TASK PROMPT: Only the lines from the one containing "Question. Point out every instance of the window in" through the final line of the material below should be output, exactly as they stand.

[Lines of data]
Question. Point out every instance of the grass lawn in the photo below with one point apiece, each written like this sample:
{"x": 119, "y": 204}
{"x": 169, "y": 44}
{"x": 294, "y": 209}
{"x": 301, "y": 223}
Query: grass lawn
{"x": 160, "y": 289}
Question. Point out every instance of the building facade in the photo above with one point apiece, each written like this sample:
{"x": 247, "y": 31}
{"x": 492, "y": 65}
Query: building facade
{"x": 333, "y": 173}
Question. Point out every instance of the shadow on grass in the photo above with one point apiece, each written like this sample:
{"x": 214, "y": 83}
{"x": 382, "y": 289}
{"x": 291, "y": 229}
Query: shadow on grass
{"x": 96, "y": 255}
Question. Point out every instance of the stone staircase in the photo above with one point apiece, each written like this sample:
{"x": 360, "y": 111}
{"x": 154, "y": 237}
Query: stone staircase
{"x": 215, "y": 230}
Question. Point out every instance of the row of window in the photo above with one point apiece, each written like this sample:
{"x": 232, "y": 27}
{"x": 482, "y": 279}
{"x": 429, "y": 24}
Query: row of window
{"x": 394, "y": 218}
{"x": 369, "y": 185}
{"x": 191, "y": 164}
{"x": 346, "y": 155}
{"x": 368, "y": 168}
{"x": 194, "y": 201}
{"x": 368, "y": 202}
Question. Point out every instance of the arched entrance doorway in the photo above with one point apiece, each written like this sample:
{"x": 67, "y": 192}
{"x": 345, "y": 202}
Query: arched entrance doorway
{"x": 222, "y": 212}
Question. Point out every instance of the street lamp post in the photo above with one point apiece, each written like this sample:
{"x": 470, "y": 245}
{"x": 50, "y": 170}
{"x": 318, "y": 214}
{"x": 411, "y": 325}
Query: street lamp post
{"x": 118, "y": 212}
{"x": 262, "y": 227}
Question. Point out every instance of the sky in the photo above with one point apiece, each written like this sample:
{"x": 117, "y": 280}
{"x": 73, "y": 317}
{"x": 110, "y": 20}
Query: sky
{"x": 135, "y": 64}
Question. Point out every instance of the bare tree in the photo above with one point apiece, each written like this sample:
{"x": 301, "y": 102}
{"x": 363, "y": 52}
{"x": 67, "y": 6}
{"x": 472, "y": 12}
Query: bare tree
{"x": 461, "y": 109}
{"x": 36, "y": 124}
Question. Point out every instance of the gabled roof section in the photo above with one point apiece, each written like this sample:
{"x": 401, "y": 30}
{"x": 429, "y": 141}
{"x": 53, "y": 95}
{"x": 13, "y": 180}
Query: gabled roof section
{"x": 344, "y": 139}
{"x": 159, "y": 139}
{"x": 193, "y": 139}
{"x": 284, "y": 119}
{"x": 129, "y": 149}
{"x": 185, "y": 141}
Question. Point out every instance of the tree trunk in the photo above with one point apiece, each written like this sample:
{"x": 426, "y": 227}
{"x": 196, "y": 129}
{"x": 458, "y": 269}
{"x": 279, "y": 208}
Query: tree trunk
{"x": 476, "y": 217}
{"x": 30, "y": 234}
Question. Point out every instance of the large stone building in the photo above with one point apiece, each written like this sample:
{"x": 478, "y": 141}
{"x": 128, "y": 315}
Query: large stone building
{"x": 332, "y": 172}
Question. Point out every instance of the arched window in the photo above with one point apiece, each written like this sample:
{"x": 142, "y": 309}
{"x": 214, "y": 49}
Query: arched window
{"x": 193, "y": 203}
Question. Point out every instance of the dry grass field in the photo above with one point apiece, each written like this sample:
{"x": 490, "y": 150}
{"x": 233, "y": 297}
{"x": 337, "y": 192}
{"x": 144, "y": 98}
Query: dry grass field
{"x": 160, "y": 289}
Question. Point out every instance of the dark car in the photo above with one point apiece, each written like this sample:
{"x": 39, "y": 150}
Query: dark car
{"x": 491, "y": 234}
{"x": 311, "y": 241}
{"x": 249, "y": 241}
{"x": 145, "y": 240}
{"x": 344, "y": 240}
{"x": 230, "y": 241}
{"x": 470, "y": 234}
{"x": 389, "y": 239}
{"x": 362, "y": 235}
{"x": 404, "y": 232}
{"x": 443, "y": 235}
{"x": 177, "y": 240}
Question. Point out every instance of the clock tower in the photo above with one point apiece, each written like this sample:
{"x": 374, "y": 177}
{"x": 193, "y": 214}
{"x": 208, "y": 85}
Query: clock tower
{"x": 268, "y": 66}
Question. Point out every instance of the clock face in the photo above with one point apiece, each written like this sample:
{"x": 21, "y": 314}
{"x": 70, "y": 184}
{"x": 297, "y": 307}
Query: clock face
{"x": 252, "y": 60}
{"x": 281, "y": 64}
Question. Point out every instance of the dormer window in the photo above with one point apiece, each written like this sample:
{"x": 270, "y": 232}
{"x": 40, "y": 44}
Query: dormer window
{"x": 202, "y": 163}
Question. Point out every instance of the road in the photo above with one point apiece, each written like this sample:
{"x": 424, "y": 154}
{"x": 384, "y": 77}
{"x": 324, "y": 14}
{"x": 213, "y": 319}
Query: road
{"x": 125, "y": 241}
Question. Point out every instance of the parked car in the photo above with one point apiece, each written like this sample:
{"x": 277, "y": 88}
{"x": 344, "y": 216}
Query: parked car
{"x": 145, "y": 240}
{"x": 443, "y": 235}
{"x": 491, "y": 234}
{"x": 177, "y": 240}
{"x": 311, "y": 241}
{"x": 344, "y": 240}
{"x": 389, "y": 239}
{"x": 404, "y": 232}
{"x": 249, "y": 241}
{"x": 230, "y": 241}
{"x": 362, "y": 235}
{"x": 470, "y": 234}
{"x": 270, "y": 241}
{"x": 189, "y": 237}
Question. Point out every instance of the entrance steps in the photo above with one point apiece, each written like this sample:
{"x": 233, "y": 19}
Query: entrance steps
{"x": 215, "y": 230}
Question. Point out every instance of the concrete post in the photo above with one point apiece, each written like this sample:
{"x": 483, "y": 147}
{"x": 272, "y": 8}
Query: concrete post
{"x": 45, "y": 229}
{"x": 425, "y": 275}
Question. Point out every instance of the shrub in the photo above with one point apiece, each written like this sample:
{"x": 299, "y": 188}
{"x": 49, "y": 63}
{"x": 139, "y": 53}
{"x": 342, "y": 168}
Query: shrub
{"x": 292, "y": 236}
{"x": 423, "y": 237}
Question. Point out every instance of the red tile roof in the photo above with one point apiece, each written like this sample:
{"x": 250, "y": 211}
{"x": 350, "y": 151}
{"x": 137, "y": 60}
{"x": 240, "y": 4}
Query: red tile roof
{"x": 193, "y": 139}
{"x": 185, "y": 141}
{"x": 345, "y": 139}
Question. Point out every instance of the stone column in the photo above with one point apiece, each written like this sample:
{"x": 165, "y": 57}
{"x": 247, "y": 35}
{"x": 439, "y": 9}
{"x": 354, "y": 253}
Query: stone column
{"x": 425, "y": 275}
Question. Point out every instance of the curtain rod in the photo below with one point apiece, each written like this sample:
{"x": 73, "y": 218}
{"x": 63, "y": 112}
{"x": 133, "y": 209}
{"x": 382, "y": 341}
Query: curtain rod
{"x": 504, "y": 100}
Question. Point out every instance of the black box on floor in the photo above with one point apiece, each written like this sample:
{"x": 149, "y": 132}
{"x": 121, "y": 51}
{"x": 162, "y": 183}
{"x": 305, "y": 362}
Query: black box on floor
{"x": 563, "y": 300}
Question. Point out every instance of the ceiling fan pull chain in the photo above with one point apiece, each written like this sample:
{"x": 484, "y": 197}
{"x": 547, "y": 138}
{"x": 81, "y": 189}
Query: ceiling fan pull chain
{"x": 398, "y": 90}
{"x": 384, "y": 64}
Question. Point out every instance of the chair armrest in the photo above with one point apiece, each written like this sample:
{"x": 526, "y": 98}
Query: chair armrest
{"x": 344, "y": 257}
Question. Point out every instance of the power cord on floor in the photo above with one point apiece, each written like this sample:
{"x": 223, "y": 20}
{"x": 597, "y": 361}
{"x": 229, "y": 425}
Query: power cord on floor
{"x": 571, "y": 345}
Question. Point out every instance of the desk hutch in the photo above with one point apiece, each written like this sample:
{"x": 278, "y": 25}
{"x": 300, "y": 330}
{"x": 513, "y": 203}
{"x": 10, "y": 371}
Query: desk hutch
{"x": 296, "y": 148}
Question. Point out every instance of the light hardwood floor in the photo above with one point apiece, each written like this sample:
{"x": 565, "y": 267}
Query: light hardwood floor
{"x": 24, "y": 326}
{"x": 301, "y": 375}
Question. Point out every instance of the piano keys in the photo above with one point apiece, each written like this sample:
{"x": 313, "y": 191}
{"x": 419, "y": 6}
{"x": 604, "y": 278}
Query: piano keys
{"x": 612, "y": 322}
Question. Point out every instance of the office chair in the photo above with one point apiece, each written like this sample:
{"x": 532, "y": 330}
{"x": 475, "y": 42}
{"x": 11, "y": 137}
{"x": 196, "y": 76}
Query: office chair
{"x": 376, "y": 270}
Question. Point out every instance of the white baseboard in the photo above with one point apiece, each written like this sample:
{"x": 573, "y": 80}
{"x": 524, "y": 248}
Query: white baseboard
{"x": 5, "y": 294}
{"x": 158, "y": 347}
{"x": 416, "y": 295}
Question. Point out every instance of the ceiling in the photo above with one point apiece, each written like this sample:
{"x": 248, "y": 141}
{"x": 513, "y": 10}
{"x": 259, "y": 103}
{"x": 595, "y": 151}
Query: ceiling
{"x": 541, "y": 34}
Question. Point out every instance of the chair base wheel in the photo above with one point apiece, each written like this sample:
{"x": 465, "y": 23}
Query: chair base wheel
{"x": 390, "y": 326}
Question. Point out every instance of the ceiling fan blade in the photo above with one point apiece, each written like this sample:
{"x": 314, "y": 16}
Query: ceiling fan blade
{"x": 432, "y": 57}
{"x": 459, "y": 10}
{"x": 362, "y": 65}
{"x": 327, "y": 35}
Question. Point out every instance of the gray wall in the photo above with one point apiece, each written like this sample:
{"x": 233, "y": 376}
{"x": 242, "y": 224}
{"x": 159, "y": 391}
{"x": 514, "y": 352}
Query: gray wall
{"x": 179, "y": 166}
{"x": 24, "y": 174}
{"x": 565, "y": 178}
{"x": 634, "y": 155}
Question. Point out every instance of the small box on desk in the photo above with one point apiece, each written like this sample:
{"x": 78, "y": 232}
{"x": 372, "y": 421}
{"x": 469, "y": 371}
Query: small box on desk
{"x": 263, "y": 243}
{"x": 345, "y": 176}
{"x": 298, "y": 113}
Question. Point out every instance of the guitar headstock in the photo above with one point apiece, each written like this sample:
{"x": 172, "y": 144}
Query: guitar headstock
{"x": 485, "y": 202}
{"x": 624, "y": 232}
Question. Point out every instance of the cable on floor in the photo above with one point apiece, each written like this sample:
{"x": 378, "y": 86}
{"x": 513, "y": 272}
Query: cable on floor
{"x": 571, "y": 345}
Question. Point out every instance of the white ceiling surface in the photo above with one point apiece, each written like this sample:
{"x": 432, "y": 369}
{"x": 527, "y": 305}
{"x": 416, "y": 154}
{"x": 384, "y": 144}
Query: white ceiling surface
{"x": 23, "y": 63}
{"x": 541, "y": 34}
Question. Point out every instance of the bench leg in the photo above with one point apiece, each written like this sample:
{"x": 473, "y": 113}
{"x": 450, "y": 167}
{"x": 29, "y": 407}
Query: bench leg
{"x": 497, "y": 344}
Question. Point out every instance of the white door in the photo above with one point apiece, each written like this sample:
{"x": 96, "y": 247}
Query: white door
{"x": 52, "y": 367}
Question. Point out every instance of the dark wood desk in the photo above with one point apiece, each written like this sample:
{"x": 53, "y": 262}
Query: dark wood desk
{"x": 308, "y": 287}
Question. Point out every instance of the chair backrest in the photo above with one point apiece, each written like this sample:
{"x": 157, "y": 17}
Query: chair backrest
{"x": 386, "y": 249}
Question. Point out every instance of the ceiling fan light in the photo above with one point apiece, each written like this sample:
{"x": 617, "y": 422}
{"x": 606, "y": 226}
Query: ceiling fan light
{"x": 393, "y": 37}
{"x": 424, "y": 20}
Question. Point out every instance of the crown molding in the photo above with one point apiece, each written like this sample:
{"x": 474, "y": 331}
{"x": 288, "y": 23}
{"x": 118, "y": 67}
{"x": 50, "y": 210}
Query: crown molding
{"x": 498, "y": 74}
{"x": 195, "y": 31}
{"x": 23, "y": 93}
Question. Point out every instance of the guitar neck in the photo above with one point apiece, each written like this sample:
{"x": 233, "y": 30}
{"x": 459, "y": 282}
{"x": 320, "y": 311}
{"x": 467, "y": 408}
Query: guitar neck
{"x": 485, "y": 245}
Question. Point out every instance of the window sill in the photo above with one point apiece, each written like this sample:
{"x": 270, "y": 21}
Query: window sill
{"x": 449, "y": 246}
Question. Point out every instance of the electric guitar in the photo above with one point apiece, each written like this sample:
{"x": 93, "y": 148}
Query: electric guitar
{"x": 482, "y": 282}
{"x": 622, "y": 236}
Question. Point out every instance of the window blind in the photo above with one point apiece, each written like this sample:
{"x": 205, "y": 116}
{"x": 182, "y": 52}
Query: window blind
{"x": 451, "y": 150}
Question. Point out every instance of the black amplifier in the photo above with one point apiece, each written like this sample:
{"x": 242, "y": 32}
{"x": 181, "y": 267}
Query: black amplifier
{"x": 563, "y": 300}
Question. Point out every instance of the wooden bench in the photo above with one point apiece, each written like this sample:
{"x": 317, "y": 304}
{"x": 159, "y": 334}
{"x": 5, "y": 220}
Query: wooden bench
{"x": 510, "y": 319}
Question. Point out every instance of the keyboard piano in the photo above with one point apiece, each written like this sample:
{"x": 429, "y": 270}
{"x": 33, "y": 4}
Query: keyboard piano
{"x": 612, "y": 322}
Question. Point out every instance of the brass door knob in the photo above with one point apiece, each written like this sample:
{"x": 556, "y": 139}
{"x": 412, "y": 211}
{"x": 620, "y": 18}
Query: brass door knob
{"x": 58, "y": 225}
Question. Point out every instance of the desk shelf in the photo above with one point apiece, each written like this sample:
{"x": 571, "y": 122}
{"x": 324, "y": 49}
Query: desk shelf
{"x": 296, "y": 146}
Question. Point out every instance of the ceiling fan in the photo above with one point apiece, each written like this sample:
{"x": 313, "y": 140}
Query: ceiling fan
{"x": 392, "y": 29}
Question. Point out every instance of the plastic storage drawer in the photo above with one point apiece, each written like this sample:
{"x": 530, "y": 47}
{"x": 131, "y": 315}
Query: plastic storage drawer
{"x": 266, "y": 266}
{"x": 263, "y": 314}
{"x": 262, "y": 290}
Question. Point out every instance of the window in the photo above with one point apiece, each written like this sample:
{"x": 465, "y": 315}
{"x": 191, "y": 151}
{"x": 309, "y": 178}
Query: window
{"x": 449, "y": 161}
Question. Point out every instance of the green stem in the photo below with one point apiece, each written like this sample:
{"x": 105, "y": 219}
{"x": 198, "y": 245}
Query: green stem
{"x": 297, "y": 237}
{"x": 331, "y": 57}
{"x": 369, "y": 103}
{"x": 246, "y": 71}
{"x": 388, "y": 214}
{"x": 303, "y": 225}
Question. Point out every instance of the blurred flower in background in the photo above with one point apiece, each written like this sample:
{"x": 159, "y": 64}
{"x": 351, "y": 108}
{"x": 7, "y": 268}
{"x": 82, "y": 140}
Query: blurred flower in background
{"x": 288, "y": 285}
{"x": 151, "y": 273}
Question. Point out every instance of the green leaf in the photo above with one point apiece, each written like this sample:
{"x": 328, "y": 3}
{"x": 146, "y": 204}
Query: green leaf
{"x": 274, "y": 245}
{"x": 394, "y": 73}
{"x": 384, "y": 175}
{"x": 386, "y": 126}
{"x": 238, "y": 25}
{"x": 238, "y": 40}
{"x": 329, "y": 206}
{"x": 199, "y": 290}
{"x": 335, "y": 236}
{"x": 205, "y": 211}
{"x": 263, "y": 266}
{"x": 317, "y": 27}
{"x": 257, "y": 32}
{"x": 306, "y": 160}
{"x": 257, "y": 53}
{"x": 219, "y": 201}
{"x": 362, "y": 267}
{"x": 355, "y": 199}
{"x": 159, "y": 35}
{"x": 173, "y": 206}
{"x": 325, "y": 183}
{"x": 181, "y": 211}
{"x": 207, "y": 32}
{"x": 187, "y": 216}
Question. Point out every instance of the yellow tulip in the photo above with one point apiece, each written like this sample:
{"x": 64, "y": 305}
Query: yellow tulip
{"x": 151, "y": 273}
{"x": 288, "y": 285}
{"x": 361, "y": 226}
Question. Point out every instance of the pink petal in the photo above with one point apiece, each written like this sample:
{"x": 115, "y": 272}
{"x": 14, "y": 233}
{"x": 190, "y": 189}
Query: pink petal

TASK RESPONSE:
Question. Point out every instance of the window in the photo above with one point apiece, each written like this sample:
{"x": 465, "y": 315}
{"x": 191, "y": 151}
{"x": 309, "y": 178}
Query: window
{"x": 449, "y": 161}
Question. Point out every instance of the green stem in the photo below with one point apiece, each written like this sample:
{"x": 105, "y": 219}
{"x": 198, "y": 245}
Query: green stem
{"x": 297, "y": 237}
{"x": 331, "y": 57}
{"x": 369, "y": 103}
{"x": 246, "y": 71}
{"x": 388, "y": 214}
{"x": 303, "y": 225}
Question. Point out every instance of the blurred flower in background in the photo above with one point apiece, each written like this sample:
{"x": 159, "y": 64}
{"x": 351, "y": 108}
{"x": 7, "y": 268}
{"x": 82, "y": 140}
Query: blurred flower in background
{"x": 288, "y": 285}
{"x": 151, "y": 273}
Question. Point out every instance of the green leaf in the photo above with one point apiece, each written like this sample:
{"x": 328, "y": 3}
{"x": 146, "y": 204}
Query: green leaf
{"x": 274, "y": 245}
{"x": 394, "y": 73}
{"x": 384, "y": 175}
{"x": 386, "y": 126}
{"x": 238, "y": 25}
{"x": 238, "y": 40}
{"x": 329, "y": 206}
{"x": 199, "y": 290}
{"x": 335, "y": 236}
{"x": 205, "y": 211}
{"x": 263, "y": 266}
{"x": 317, "y": 27}
{"x": 257, "y": 32}
{"x": 306, "y": 160}
{"x": 257, "y": 53}
{"x": 219, "y": 201}
{"x": 362, "y": 267}
{"x": 355, "y": 199}
{"x": 159, "y": 35}
{"x": 173, "y": 206}
{"x": 325, "y": 183}
{"x": 181, "y": 211}
{"x": 207, "y": 32}
{"x": 187, "y": 216}
Question. Point out every instance of the yellow tulip in the photo above with one point apiece, each written like this sample:
{"x": 64, "y": 305}
Query: yellow tulip
{"x": 151, "y": 273}
{"x": 288, "y": 285}
{"x": 361, "y": 226}
Question. Point out every instance of the pink petal in the photo above with one point apiece, each written like this sample:
{"x": 115, "y": 272}
{"x": 14, "y": 233}
{"x": 190, "y": 189}
Query: pink petal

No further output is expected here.